- **Text passage**
"""

PDtoMSstatsFormat {MSstats} | R Documentation |
Convert Proteome discoverer output into the required input format for MSstats.
PDtoMSstatsFormat(input, annotation, useNumProteinsColumn=FALSE, useUniquePeptide=TRUE, summaryforMultipleRows=max, fewMeasurements="remove", removeOxidationMpeptides=FALSE, removeProtein_with1Peptide=FALSE, which.quantification = 'Precursor.Area', which.proteinid = 'Protein.Group.Accessions', which.sequence = 'Sequence' )
input |
name of Proteome discover PSM output, which is long-format. "Protein.Group.Accessions", "#Proteins", "Sequence", "Modifications", "Charge", "Intensity", "Spectrum.File" are required. |
annotation |
name of 'annotation.txt' or 'annotation.csv' data which includes Condition, BioReplicate, Run information. 'Run' will be matched with 'Spectrum.File'. |
useNumProteinsColumn |
TRUE removes peptides which have more than 1 in # Proteins column of PD output. |
useUniquePeptide |
TRUE(default) removes peptides that are assigned for more than one proteins. We assume to use unique peptide for each protein. |
summaryforMultipleRows |
max(default) or sum - when there are multiple measurements for certain feature and certain run, use highest or sum of multiple intensities. |
fewMeasurements |
'remove'(default) will remove the features that have 1 or 2 measurements across runs. |
removeOxidationMpeptides |
TRUE will remove the modified peptides including 'Oxidation (M)' in 'Modifications' column. FALSE is default. |
removeProtein_with1Peptide |
TRUE will remove the proteins which have only 1 peptide and charge. FALSE is default. |
which.quantification |
Use 'Precursor.Area'(default) column for quantified intensities. 'Intensity' or 'Area' can be used instead. |
which.proteinid |
Use 'Protein.Accessions'(default) column for protein name. 'Master.Protein.Accessions' can be used instead. |
which.sequence |
Use 'Sequence'(default) column for peptide sequence. 'Annotated.Sequence' can be used instead. |
data.frame with the required format of MSstats.
Meena Choi, Olga Vitek.
Maintainer: Meena Choi (mnchoi67@gmail.com)
# Please check section 4.5. ## Suggested workflow with Proteome Discoverer output for DDA in MSstats user manual. # Output of PDtoMSstatsFormat function should have the same 10 columns as an example dataset. head(DDARawData)

"""

- **Problems and tasks**
a – List every column that the PDtoMSstatsFormat help page says is required in the Proteome Discoverer PSM output given as input.
b – Repeat the part of the PDtoMSstatsFormat help page starting at "Maintainer: Meena Choi" and ending at "example dataset. head(DDARawData)", word for word.

- **Records**
"""

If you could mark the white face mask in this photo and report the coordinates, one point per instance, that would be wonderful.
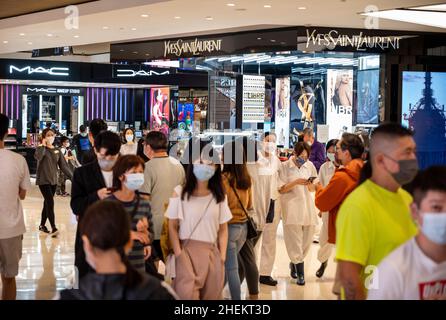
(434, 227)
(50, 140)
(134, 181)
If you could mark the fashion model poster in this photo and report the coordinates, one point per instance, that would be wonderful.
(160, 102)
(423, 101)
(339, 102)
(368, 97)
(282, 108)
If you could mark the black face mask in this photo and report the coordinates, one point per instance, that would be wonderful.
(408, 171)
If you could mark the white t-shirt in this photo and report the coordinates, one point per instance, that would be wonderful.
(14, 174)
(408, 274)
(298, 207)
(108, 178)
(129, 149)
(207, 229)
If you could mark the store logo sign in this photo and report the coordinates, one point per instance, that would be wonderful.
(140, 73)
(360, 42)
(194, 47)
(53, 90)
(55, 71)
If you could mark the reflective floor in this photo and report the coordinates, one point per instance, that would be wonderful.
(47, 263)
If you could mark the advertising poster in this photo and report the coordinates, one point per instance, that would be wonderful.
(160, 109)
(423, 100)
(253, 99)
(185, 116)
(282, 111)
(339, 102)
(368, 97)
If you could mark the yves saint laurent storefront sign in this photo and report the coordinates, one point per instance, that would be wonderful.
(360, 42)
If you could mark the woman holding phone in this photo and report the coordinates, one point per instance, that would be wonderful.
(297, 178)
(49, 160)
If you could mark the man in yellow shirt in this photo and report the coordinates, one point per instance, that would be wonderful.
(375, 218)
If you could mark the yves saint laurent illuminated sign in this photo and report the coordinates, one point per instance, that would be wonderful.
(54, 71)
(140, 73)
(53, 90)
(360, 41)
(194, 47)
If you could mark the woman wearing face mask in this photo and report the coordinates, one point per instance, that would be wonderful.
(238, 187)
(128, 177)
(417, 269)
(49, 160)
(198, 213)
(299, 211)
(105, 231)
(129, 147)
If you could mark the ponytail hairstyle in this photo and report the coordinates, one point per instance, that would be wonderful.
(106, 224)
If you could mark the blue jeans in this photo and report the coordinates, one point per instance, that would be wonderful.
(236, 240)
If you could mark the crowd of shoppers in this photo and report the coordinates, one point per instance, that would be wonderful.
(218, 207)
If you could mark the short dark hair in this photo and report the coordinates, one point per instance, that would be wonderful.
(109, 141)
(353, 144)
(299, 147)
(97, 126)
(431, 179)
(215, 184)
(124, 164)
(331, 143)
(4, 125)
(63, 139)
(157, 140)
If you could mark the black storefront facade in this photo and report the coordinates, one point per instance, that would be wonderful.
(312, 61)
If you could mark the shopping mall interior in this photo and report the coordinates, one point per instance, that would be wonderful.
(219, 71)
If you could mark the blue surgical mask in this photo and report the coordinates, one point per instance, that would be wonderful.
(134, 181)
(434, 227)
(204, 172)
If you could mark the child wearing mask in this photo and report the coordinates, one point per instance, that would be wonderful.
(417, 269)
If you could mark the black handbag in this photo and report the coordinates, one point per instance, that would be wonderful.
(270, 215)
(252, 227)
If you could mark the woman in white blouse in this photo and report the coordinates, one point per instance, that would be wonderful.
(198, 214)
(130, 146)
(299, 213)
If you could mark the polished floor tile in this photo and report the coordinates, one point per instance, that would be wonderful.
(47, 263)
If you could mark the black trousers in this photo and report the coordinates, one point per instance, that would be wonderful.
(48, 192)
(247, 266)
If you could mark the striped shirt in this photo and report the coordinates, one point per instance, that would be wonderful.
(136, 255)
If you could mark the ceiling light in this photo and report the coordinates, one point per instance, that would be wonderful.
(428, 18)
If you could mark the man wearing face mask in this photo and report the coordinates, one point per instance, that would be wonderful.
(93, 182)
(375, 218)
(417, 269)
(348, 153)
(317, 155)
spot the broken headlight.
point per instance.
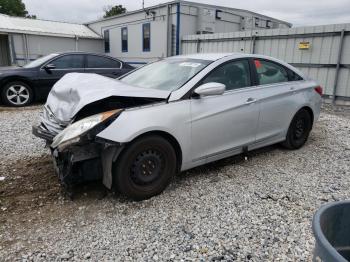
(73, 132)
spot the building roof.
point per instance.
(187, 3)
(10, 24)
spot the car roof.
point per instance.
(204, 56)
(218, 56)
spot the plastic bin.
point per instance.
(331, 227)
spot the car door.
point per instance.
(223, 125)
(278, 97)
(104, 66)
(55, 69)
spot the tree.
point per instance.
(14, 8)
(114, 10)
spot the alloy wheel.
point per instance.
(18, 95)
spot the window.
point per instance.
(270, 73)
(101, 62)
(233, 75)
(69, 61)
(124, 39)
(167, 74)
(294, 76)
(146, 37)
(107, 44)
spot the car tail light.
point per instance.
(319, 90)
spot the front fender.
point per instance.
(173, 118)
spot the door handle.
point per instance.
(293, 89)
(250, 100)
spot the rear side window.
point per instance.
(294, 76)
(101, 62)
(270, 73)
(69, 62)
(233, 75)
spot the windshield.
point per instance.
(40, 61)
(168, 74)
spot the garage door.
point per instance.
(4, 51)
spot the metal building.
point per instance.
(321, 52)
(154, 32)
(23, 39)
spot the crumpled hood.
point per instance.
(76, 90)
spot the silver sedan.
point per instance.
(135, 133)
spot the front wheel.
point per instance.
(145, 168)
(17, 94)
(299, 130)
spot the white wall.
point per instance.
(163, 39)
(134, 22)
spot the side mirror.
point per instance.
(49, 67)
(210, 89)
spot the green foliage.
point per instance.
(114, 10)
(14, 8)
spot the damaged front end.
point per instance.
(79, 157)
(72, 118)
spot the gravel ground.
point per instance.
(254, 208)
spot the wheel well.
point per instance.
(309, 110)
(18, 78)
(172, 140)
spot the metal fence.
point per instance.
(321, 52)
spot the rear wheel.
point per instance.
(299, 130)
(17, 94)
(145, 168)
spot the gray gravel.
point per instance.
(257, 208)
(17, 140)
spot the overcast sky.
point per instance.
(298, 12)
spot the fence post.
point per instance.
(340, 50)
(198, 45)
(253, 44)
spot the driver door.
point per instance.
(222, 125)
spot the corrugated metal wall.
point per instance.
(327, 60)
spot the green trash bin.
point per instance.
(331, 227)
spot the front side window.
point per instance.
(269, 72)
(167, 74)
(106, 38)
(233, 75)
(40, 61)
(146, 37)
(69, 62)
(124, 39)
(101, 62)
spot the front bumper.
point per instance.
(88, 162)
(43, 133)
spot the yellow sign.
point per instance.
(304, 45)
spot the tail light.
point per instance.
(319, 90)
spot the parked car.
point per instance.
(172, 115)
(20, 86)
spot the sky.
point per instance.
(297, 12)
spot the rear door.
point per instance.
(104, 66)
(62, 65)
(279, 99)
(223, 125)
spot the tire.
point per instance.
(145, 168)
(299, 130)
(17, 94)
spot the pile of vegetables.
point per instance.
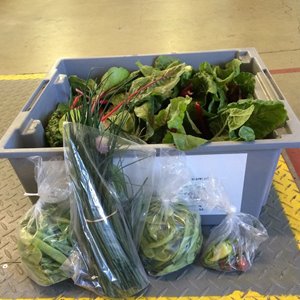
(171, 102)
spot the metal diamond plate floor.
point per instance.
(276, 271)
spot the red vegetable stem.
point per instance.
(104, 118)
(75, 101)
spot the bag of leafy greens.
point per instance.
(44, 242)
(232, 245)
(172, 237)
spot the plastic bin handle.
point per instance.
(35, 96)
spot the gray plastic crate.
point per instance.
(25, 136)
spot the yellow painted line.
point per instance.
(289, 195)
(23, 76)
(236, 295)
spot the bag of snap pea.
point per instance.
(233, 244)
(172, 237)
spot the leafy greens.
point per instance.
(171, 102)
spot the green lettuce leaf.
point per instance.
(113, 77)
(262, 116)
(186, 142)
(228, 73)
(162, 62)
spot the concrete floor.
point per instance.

"""

- **Solutions to each task**
a –
Protein.Group.Accessions
#Proteins
Sequence
Modifications
Charge
Intensity
Spectrum.File

b –
Maintainer: Meena Choi (mnchoi67@gmail.com)
# Please check section 4.5. ## Suggested workflow with Proteome Discoverer output for DDA in MSstats user manual. # Output of PDtoMSstatsFormat function should have the same 10 columns as an example dataset. head(DDARawData)